**Prompt:** Can you retype every record below exactly as written?

**Records provided:**

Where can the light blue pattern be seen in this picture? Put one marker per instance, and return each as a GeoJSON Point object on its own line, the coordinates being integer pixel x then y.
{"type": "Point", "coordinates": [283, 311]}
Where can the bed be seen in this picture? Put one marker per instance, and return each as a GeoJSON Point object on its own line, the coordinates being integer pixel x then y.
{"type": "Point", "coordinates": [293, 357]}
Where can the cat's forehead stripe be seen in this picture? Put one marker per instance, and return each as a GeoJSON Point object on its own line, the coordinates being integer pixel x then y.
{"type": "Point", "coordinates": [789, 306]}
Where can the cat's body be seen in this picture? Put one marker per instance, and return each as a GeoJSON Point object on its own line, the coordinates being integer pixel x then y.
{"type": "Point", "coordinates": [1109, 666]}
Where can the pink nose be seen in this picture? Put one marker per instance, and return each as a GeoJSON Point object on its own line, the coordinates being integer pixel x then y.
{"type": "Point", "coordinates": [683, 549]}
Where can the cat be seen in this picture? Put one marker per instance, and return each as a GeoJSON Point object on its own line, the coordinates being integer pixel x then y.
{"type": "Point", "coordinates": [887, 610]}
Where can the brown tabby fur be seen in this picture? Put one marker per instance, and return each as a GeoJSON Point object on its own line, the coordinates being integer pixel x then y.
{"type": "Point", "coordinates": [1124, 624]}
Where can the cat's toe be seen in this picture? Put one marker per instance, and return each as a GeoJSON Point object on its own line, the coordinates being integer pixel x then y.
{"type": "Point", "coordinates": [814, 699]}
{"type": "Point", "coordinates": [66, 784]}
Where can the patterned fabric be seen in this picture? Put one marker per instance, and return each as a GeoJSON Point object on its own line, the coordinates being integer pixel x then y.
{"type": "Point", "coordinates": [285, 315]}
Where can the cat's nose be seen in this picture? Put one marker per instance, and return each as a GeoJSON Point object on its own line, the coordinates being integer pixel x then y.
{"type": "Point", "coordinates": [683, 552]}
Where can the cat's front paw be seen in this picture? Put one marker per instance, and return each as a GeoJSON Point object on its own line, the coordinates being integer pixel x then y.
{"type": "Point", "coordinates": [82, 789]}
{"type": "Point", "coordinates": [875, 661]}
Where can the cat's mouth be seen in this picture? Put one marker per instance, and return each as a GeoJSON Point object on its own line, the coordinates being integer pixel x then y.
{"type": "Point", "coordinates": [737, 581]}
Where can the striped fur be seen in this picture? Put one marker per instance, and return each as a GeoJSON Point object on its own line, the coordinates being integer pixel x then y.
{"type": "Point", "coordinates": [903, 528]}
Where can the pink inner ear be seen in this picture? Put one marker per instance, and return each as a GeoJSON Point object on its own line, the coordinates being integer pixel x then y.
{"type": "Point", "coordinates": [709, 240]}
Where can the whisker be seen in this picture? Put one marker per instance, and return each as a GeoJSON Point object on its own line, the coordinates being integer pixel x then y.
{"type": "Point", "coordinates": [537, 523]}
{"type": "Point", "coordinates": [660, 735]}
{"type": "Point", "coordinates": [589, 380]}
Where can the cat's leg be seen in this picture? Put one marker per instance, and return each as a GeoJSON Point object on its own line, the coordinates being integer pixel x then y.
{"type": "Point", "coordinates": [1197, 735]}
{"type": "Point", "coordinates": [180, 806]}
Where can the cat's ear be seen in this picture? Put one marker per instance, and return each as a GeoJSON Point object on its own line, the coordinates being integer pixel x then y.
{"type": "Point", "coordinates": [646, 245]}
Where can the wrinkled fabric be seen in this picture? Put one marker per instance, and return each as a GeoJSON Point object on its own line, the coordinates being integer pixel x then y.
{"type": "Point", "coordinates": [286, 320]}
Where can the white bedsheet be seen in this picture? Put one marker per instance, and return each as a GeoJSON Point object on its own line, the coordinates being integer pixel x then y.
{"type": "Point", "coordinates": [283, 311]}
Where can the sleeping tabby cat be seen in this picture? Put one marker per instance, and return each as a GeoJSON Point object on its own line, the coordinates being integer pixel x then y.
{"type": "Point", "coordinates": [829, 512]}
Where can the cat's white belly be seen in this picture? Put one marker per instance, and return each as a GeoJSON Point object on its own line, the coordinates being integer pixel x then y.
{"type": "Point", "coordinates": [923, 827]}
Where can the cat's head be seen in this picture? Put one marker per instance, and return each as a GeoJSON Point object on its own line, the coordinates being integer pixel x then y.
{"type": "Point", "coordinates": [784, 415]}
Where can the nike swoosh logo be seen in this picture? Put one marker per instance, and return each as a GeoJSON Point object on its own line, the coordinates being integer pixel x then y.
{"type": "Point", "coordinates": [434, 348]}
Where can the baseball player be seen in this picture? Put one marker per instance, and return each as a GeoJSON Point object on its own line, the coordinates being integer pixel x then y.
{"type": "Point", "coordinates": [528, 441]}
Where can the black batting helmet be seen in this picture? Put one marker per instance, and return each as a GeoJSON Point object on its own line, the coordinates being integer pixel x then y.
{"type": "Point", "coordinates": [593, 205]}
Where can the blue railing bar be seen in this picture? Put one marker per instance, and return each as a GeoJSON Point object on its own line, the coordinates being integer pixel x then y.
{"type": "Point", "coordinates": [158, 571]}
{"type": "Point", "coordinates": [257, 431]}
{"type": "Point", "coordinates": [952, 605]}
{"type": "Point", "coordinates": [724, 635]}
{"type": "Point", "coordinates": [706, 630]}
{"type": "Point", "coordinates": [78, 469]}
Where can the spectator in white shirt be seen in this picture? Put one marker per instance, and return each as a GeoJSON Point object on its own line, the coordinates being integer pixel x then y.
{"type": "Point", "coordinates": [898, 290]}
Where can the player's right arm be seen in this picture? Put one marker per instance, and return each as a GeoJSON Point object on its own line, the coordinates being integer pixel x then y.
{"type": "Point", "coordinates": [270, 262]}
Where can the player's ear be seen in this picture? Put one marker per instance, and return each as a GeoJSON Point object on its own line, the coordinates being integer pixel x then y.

**Output of the task:**
Where can the light blue pattern be seen in this picture? Put one marker per instance, and return each as a GeoJSON Point object on its own line, the coordinates being integer pixel x then y.
{"type": "Point", "coordinates": [283, 311]}
Where can the bed be seen in this picture? Put one marker per instance, and return each as a GeoJSON Point object on its own line, the coordinates being integer pixel x then y.
{"type": "Point", "coordinates": [293, 357]}
Where can the cat's forehead stripe be seen in this picture? Put one marker per instance, and return each as a GeoJSON Point object on its own line, the coordinates being integer pixel x then y.
{"type": "Point", "coordinates": [789, 306]}
Where can the cat's body be seen in this picture? Put one marker per instance, and return each as a GeoJSON Point object on its own line, the coordinates being integer pixel x then y.
{"type": "Point", "coordinates": [1109, 666]}
Where can the pink nose be seen in this picture? Put one marker per instance, and return each as a GeoJSON Point object on its own line, the coordinates being integer pixel x then y.
{"type": "Point", "coordinates": [683, 549]}
Where can the cat be seen in this picture? Put one marker per instance, and return each as a GeoJSON Point object on its own line, the coordinates being integer pixel x then y.
{"type": "Point", "coordinates": [887, 610]}
Where can the brown tabby fur be seen in this picture? Put one marker per instance, and return each as a GeoJSON Point object on its own line, the coordinates being integer pixel x then y.
{"type": "Point", "coordinates": [1124, 624]}
Where can the cat's toe be seen in this picture? Put one marker per instance, and return each as a GeoJSON Point object on its own line, the coordinates being integer pixel x then y.
{"type": "Point", "coordinates": [814, 699]}
{"type": "Point", "coordinates": [66, 784]}
Where can the patterned fabric be seen in this picture? Put one marker per instance, and return each as a GeoJSON Point object on its own line, the coordinates being integer pixel x then y.
{"type": "Point", "coordinates": [285, 315]}
Where can the cat's nose be seen in this picture? Put one marker per instance, and return each as a GeoJSON Point object on its own line, the coordinates being integer pixel x then y.
{"type": "Point", "coordinates": [683, 552]}
Where can the cat's front paw be seen in this picture? Put one marker per instance, and return each as a GeoJSON Point object on its own line, the coordinates being integer pixel x then y.
{"type": "Point", "coordinates": [82, 789]}
{"type": "Point", "coordinates": [875, 661]}
Where can the cat's mouth be seen in this picture? Put one marker per instance, and return each as a GeoJSON Point object on its own line, the coordinates being integer pixel x then y.
{"type": "Point", "coordinates": [737, 581]}
Where can the striped fur be seen in this picture? Put one marker per instance, and return each as a GeoJSON Point object on its own line, the coordinates being integer pixel x then y.
{"type": "Point", "coordinates": [903, 528]}
Where can the pink inner ear be seen in this picture? Put one marker per instance, and return each as a GeoJSON Point object on its own line, the coordinates being integer pixel x then y.
{"type": "Point", "coordinates": [709, 240]}
Where can the whisker be seen in this picture? Put one marker per instance, and return each as a GeoJSON Point object on its own line, the coordinates being integer pixel x then y.
{"type": "Point", "coordinates": [537, 523]}
{"type": "Point", "coordinates": [660, 735]}
{"type": "Point", "coordinates": [589, 380]}
Where can the cat's leg be seen in this picture? Put one marker per instance, and return each as a GeoJSON Point object on its own line, the coordinates being integer pixel x then y.
{"type": "Point", "coordinates": [1197, 735]}
{"type": "Point", "coordinates": [180, 806]}
Where can the cat's ear be seen in this picture? Put one marker per instance, and return each as a GeoJSON Point object on its own line, the coordinates being integer pixel x then y.
{"type": "Point", "coordinates": [646, 245]}
Where can the wrinkled fabric be seen in this picture? Put one marker per instance, and return each as a GeoJSON Point object on its own line, the coordinates being integer pixel x then y.
{"type": "Point", "coordinates": [286, 320]}
Where can the white bedsheet be seen in this picture? Put one marker per instance, and return each as a GeoJSON Point object on its own line, the coordinates being integer pixel x then y.
{"type": "Point", "coordinates": [283, 311]}
Where can the sleeping tabby cat be seen in this picture? Put one marker per instance, and return each as a GeoJSON Point object on its own line, the coordinates being integer pixel x then y.
{"type": "Point", "coordinates": [829, 512]}
Where can the cat's white belly be seen in this picture? Put one marker per instance, and return each as a GeoJSON Point object on its own line, the coordinates being integer pixel x then y.
{"type": "Point", "coordinates": [923, 827]}
Where can the cat's head be seen in this picture? Put one marker per instance, and return each as a GeoJSON Point object on its own line, the coordinates being integer pixel x then y.
{"type": "Point", "coordinates": [784, 415]}
Where can the nike swoosh logo be seen in this picture? Put one marker per instance, and return each as a GeoJSON Point object on its own line, the coordinates being integer pixel x then y.
{"type": "Point", "coordinates": [434, 348]}
Where can the baseball player be seen in this picture? Put one marker per instance, and return each as a GeoJSON Point object on its own line, the coordinates being integer pixel x then y.
{"type": "Point", "coordinates": [528, 441]}
Where can the black batting helmet be seen in this picture? Put one marker per instance, and return each as a GeoJSON Point object on its own line, the coordinates being integer pixel x then y.
{"type": "Point", "coordinates": [593, 205]}
Where can the blue railing bar be seen in this picture? Put one marker per instance, and return each as a GeoJSON Point object on its own line, the coordinates being integer pixel x then y.
{"type": "Point", "coordinates": [158, 571]}
{"type": "Point", "coordinates": [257, 431]}
{"type": "Point", "coordinates": [952, 605]}
{"type": "Point", "coordinates": [724, 635]}
{"type": "Point", "coordinates": [706, 630]}
{"type": "Point", "coordinates": [78, 469]}
Where can the spectator in white shirt be seen in this picture? Put one marker per instance, and return each as a GeoJSON Point object on its own line, the coordinates being integer pixel x then y.
{"type": "Point", "coordinates": [898, 290]}
Where can the player's right arm be seen in this picture? Put one marker per instance, and return each as a GeoJSON Point object on its own line, the coordinates being integer pixel x then y.
{"type": "Point", "coordinates": [270, 262]}
Where can the player's ear be seen in this picture? Put one marker per instance, and return each as a GeoJSON Point object on its own line, the coordinates being integer pixel x then y.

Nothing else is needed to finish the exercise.